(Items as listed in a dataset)
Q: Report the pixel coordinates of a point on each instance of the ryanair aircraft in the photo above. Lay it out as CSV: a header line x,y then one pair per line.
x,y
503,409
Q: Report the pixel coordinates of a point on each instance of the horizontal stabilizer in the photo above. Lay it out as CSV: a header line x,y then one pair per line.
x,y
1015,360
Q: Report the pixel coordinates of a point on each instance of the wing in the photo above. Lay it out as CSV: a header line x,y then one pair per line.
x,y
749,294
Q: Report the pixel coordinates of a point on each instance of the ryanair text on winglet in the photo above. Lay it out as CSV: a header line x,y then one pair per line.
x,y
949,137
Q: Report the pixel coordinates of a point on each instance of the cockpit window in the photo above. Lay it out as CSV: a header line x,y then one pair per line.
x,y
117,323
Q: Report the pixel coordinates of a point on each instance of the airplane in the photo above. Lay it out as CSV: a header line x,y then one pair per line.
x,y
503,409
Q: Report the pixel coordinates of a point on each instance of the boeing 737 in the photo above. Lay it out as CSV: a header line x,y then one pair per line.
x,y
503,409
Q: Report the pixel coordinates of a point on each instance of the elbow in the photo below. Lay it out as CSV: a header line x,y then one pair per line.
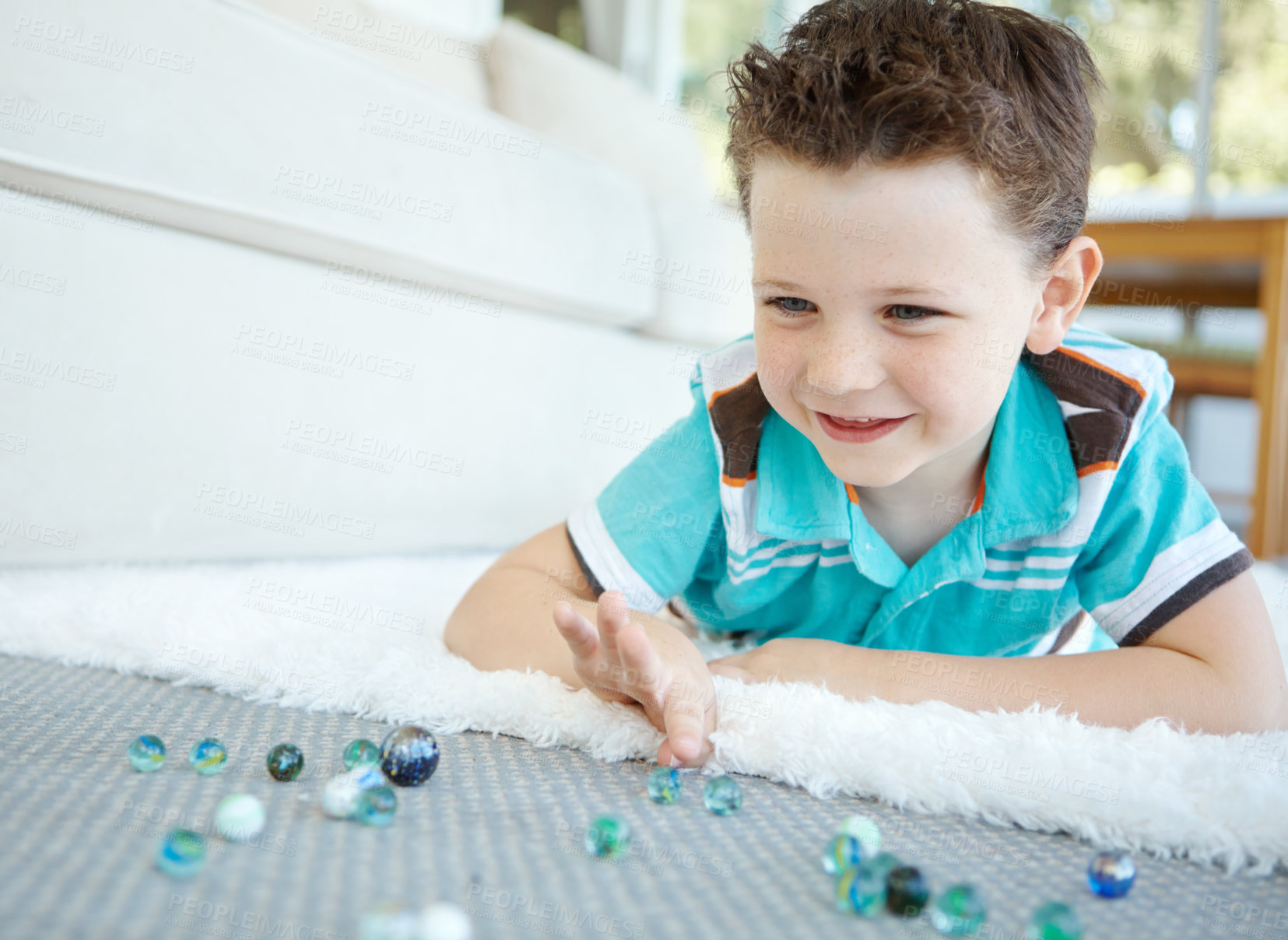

What is being asked =
Convert all of the lines above into a numbered list, omitting any blank lines and leaving the pictures out of the answer.

Output of the task =
1. Q: Report the pixel coordinates of a point on each instance of the ryanair aircraft in the photo above. Lay it out as CSV: a header line x,y then one pair per line.
2. x,y
3. 503,409
4. Q: Report the pixel coordinates of a point on each instance of the horizontal stabilizer in the photo above. Lay it out as CSV: a header line x,y then one pair per line.
5. x,y
6. 1015,360
7. Q: Report the pixel coordinates of a point on each instance of the wing in the photo above. Lay it out as CSV: a header line x,y then one pair per line.
8. x,y
9. 749,294
10. Q: Report the pixel coordinates of a point on each instance of the ryanair text on winglet in the photo above. Lay it out as CSV: a header line x,y then one pair per line.
11. x,y
12. 949,137
13. Q: Report the pixel coordinates of a point on each instance of the cockpit window in the photo above. Lay it out as CSV: a header line x,y then one pair per line.
14. x,y
15. 117,323
16. Q: Report the pixel coordinates of a point on each instance of the airplane in the photo above. Lay it out as CSV: a header line x,y then one pair per line.
17. x,y
18. 503,409
19. Q: Report the pixel coordinates of a point on each instance of the boeing 737 in the photo above. Lay it out as CSV: a header line x,y then one pair per line.
20. x,y
21. 503,409
22. Q: Report the pixel coordinates of a point on each instance of the elbow in the photo below. Lay it out as CSV: a header line x,y then one pair per line.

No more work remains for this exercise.